> **What needs to be done**
Transcribe only the lines of the listing below from the one holding "Target: navy basketball jersey" through the one holding "Target: player's left hand", inclusive, without any change.

> **Data for this task**

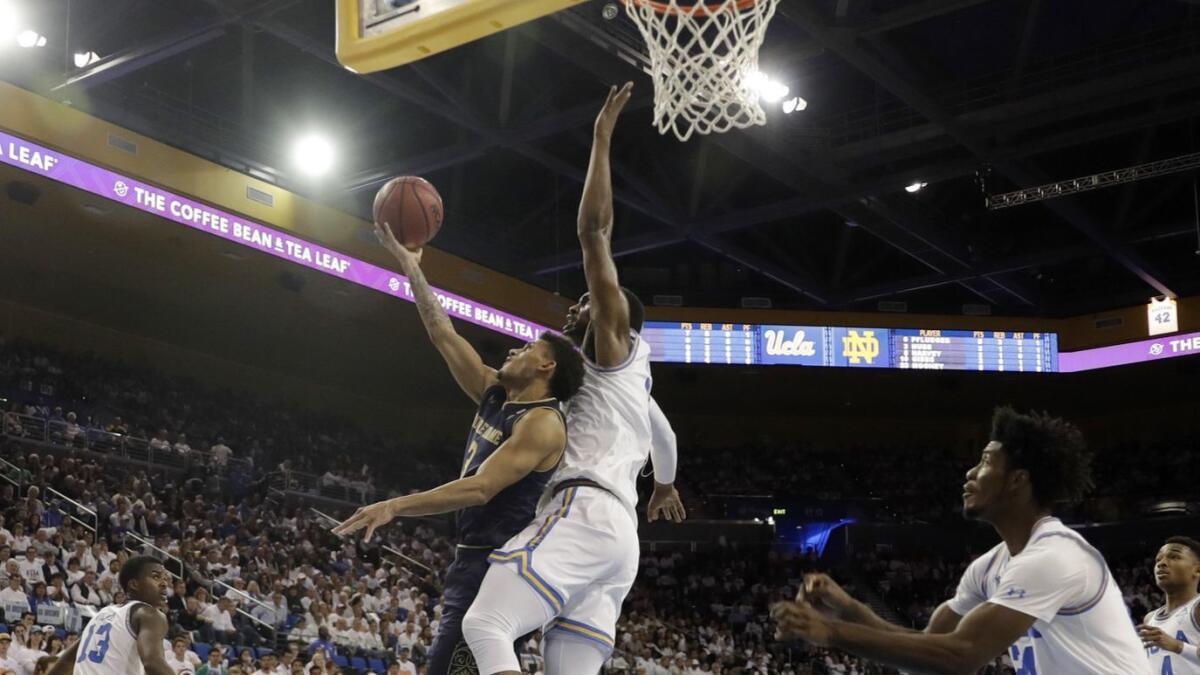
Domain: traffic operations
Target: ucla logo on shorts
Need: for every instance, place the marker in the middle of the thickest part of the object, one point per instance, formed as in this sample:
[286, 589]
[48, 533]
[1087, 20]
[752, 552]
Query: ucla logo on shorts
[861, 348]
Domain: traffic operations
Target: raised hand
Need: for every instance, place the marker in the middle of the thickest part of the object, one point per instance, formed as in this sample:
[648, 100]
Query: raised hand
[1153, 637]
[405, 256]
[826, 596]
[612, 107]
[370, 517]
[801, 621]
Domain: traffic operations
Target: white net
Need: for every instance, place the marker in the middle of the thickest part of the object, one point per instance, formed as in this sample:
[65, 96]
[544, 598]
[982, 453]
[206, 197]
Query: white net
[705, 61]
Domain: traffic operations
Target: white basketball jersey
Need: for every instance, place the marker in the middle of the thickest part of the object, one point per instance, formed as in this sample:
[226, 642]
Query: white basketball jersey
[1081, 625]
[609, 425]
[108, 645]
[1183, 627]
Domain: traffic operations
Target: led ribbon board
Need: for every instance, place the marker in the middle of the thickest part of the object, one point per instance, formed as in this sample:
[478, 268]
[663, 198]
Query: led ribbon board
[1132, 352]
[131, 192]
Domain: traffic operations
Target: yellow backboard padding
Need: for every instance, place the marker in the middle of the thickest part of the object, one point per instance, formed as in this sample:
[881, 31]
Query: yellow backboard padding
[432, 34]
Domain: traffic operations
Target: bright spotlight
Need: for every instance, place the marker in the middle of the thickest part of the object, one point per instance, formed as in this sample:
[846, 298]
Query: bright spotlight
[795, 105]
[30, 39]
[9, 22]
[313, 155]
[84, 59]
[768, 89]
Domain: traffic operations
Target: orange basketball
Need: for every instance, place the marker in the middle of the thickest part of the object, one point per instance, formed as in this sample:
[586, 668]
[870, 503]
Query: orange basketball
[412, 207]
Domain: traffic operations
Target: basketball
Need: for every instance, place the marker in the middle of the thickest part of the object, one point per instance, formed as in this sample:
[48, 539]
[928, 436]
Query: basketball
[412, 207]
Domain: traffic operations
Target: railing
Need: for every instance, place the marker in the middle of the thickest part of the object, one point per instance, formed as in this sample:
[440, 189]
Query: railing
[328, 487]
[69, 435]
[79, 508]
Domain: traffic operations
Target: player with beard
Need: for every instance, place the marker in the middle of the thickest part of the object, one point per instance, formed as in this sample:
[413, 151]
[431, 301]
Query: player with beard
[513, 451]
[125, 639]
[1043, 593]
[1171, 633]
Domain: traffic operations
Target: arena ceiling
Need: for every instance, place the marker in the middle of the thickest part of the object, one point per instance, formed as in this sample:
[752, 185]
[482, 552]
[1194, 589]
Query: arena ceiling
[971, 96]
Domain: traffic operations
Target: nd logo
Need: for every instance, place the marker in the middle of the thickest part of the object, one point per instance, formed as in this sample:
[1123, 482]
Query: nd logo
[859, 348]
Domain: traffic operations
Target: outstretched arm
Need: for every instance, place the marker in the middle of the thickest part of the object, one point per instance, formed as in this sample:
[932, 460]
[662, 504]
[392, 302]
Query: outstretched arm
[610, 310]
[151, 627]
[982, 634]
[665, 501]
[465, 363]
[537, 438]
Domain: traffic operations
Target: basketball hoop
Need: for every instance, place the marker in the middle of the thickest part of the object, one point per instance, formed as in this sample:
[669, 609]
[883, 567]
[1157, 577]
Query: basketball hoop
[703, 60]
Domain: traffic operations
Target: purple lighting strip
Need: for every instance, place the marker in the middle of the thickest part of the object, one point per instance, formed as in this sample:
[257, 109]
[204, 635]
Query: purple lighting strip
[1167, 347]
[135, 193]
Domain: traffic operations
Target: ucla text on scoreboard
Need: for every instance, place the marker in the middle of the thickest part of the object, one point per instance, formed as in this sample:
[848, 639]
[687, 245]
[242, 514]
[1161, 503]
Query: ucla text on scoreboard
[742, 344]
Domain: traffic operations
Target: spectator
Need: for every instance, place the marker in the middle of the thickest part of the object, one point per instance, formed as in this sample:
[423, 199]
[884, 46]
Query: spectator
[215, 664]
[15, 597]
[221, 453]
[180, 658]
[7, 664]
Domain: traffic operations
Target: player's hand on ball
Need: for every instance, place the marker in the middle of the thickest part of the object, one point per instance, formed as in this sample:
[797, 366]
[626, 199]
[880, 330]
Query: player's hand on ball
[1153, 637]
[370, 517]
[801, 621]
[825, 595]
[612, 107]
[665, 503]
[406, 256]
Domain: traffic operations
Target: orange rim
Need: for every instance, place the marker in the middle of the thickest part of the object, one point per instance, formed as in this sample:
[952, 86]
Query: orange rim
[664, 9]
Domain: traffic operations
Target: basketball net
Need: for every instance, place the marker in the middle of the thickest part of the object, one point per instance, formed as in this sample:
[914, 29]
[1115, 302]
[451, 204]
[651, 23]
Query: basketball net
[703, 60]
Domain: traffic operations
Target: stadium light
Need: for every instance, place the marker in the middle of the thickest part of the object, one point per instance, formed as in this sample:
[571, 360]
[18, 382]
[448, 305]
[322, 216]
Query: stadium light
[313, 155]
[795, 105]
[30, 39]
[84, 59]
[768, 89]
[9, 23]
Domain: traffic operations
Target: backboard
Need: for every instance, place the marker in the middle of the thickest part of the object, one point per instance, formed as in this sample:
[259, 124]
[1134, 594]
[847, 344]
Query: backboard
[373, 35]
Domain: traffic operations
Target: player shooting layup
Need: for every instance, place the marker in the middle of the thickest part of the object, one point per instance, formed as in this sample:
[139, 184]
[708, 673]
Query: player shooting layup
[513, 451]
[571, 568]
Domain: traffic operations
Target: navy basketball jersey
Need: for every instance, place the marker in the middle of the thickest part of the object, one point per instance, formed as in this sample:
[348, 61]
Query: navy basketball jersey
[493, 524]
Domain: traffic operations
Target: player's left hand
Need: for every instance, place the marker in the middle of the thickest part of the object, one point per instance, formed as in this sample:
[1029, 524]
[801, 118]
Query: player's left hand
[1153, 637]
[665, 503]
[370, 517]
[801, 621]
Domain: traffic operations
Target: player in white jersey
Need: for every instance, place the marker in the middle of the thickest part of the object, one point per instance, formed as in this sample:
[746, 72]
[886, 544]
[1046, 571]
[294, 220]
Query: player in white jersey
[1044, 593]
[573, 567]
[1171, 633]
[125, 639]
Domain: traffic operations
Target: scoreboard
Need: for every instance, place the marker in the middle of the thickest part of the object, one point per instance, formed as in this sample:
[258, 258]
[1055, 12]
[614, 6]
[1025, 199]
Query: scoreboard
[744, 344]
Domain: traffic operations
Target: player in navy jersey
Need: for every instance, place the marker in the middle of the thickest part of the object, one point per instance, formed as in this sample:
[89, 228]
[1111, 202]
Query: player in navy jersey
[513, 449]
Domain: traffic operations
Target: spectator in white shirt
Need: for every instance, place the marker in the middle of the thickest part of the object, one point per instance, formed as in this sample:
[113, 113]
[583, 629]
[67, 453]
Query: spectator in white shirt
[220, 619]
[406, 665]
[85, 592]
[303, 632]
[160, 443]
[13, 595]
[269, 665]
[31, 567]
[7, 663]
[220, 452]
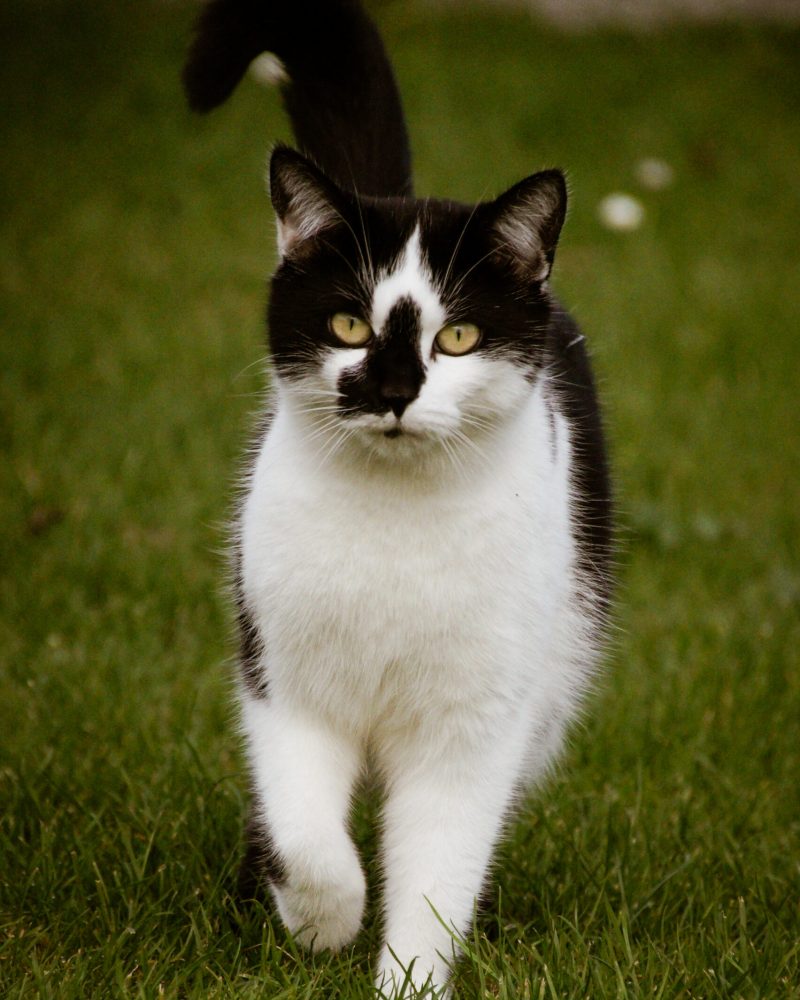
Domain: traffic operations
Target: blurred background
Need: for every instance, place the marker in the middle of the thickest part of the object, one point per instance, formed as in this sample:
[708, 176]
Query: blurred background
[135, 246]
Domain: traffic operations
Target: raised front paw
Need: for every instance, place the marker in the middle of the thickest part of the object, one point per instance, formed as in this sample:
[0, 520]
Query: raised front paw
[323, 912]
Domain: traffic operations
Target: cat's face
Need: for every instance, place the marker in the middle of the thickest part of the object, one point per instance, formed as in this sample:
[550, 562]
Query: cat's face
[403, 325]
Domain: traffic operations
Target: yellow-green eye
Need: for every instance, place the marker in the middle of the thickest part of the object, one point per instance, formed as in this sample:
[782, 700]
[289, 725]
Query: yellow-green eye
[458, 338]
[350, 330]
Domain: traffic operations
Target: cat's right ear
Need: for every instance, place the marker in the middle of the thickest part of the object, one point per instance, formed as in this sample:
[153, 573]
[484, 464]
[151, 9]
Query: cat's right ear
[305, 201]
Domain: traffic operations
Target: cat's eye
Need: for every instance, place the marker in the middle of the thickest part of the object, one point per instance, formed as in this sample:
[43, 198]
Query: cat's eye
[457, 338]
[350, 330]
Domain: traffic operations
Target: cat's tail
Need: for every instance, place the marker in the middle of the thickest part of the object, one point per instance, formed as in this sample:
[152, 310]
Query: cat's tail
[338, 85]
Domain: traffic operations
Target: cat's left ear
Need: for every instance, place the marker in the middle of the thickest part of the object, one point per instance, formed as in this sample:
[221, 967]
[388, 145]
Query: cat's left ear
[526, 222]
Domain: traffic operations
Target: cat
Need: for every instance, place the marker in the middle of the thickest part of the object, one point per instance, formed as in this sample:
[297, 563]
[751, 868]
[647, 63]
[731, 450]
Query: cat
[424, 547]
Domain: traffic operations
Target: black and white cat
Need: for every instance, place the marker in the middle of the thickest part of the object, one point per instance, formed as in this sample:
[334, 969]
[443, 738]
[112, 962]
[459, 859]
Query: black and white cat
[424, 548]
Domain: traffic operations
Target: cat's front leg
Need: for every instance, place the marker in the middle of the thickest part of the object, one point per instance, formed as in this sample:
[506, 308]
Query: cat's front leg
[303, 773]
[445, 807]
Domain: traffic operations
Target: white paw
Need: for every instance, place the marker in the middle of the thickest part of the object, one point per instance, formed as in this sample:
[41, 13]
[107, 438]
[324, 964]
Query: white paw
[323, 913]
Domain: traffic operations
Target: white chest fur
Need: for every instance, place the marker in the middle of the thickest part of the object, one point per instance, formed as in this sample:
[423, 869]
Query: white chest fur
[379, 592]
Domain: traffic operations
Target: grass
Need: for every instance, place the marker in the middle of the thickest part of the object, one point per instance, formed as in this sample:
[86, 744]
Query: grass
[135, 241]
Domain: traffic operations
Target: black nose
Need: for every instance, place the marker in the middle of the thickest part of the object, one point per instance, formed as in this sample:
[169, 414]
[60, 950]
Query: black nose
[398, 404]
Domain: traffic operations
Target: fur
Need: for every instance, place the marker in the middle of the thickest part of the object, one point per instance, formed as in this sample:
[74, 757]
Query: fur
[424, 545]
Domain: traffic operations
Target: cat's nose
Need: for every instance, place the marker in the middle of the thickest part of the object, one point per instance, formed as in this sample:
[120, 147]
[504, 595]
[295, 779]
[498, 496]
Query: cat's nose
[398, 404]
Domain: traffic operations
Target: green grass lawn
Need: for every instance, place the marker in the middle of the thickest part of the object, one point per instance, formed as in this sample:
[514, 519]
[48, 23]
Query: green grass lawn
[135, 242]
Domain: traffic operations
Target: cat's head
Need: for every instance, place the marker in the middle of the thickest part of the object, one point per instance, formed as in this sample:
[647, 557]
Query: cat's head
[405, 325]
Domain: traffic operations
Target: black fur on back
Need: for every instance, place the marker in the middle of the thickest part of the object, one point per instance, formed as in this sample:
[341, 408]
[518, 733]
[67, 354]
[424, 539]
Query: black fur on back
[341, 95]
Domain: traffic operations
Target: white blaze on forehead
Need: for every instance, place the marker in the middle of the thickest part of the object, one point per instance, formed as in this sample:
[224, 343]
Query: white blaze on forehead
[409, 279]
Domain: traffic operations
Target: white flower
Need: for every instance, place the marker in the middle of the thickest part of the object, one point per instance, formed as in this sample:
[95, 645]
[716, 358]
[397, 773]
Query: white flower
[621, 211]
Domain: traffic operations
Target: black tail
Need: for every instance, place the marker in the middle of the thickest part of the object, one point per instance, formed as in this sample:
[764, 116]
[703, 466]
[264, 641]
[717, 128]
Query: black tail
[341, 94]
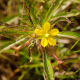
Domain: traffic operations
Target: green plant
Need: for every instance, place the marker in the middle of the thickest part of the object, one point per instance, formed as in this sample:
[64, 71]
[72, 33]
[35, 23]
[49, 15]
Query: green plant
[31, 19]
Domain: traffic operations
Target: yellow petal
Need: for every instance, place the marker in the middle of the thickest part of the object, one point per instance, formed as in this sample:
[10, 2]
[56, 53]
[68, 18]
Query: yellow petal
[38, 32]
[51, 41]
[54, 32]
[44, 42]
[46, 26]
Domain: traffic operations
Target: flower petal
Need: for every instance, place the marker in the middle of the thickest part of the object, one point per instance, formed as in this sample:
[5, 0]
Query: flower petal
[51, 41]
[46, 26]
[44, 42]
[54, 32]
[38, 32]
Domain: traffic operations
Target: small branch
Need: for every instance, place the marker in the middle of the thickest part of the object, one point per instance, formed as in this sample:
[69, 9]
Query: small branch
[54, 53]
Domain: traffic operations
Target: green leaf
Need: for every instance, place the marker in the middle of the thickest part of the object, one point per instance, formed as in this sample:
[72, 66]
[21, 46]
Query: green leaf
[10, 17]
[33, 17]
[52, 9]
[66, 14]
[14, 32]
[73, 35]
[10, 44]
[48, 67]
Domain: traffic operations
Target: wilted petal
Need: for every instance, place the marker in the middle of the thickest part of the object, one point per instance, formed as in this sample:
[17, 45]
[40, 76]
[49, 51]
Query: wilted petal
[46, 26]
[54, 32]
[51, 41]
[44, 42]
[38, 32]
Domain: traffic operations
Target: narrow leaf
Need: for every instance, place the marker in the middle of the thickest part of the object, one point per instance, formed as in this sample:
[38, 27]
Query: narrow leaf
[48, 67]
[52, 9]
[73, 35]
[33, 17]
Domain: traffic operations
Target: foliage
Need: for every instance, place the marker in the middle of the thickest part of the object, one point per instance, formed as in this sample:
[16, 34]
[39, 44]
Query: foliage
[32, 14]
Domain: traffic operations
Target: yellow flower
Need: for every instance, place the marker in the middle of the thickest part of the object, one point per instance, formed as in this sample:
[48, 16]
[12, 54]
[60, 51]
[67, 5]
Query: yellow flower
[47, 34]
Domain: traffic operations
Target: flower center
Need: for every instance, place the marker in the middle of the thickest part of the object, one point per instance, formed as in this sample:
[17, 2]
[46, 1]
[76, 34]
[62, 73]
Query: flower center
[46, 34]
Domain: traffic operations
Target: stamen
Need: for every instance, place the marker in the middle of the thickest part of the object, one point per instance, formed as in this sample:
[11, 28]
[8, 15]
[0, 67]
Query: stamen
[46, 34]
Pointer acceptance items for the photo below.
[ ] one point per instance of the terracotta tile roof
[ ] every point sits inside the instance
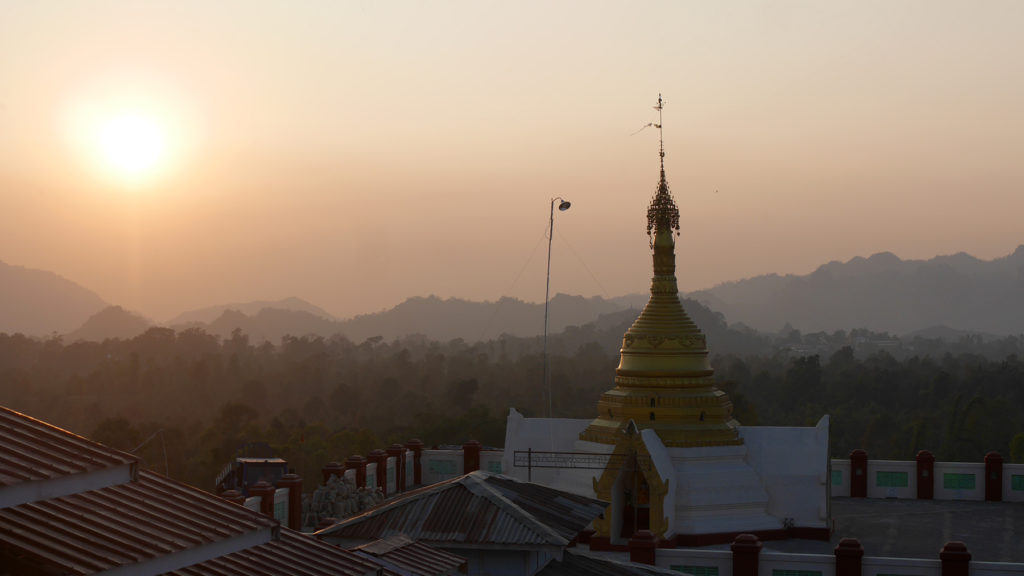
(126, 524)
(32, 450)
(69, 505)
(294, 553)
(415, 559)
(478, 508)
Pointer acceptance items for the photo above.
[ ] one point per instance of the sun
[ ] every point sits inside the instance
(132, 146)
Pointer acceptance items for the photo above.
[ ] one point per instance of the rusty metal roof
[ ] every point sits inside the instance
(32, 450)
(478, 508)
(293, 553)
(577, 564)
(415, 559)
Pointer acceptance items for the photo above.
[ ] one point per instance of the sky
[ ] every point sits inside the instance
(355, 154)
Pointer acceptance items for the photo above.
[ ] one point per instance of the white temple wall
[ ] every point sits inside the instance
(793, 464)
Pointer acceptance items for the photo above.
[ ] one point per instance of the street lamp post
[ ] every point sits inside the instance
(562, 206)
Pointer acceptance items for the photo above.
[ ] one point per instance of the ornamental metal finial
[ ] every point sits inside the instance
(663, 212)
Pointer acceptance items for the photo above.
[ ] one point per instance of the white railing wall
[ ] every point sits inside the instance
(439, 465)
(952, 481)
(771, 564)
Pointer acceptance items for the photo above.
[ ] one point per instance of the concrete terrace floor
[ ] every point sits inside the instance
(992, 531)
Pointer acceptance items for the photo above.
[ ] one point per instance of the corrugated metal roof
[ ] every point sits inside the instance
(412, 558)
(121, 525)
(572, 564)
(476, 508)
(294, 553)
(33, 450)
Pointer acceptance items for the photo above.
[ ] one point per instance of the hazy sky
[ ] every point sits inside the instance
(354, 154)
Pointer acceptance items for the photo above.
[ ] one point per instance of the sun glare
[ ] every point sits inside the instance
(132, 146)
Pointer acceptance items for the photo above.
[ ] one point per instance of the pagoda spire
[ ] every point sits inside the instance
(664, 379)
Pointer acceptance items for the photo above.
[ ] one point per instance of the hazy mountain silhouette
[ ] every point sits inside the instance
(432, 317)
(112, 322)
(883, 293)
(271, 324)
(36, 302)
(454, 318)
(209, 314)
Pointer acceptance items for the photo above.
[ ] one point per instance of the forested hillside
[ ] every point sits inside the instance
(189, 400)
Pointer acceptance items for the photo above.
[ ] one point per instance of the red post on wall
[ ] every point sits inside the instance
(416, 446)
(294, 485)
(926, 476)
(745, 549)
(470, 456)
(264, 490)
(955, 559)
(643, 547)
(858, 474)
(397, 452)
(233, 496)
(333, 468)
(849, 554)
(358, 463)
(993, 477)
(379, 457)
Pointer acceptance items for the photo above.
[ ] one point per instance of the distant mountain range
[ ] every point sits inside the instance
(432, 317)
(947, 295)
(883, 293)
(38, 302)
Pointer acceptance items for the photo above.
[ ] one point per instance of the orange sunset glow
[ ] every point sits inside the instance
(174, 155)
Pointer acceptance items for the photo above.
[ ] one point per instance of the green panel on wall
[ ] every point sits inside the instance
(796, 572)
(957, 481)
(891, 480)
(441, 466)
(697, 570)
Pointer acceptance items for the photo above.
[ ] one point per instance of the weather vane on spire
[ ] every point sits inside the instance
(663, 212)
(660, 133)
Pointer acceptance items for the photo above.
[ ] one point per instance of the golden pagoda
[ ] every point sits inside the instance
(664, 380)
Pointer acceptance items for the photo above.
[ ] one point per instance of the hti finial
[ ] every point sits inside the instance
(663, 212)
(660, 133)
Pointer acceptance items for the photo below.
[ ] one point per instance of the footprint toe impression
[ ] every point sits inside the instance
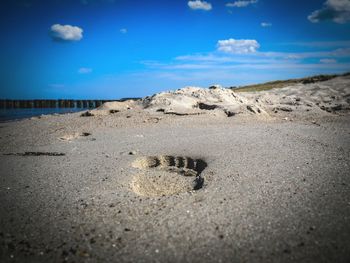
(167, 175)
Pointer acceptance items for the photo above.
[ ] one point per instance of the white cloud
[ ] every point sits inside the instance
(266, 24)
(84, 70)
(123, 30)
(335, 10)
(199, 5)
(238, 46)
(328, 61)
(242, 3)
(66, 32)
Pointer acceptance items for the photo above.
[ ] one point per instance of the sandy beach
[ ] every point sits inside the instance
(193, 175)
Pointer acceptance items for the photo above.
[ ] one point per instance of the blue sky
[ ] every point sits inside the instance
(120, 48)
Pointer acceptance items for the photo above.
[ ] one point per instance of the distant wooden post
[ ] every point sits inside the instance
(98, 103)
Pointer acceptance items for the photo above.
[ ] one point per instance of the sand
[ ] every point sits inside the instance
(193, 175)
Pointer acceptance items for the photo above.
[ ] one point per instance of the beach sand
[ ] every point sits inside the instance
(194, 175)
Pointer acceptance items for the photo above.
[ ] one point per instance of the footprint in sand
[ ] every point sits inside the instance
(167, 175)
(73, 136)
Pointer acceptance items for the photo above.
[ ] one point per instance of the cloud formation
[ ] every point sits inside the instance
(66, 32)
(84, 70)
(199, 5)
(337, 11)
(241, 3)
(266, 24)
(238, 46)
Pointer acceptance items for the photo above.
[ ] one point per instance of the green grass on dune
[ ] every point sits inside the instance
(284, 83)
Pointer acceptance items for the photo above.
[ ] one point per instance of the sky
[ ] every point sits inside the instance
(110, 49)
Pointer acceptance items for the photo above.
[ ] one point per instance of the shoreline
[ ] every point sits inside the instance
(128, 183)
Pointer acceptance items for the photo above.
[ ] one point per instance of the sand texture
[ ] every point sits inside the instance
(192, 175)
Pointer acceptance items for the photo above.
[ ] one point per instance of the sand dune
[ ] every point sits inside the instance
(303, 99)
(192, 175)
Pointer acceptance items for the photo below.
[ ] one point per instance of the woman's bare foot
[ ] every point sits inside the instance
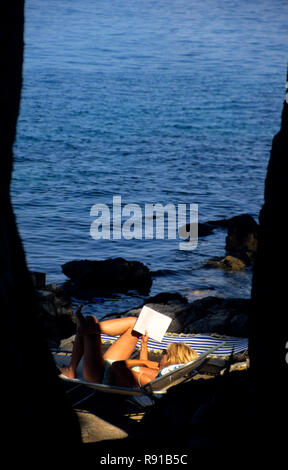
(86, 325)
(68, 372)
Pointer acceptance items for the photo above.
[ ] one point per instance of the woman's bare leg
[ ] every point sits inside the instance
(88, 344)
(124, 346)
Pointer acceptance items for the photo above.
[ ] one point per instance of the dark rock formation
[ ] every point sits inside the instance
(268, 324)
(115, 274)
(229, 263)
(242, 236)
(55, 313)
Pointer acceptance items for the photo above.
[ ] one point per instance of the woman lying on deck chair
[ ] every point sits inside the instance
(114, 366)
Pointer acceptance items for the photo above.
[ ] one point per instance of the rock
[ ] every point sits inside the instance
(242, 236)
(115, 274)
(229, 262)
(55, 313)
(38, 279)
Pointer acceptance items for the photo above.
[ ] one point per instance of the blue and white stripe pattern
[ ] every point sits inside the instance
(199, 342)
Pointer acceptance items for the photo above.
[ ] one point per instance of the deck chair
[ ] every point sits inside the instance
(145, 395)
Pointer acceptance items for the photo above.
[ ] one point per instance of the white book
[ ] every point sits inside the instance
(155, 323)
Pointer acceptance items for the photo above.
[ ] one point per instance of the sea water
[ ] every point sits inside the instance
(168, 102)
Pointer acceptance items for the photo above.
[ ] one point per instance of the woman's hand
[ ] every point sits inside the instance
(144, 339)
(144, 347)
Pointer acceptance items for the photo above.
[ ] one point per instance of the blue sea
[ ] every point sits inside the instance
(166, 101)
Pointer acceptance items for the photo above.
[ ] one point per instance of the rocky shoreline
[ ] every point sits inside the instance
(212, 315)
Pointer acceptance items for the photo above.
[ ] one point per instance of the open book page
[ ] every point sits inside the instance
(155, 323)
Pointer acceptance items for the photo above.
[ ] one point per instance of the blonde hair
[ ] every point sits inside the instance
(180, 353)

> **Response**
Target: navy basketball jersey
Need: for every instance, place the marker in the middle of the thickest part of the object, one point per instance, formed as in this sample:
[348, 61]
Query: navy basketball jersey
[493, 524]
Domain: traffic operations
Target: player's left hand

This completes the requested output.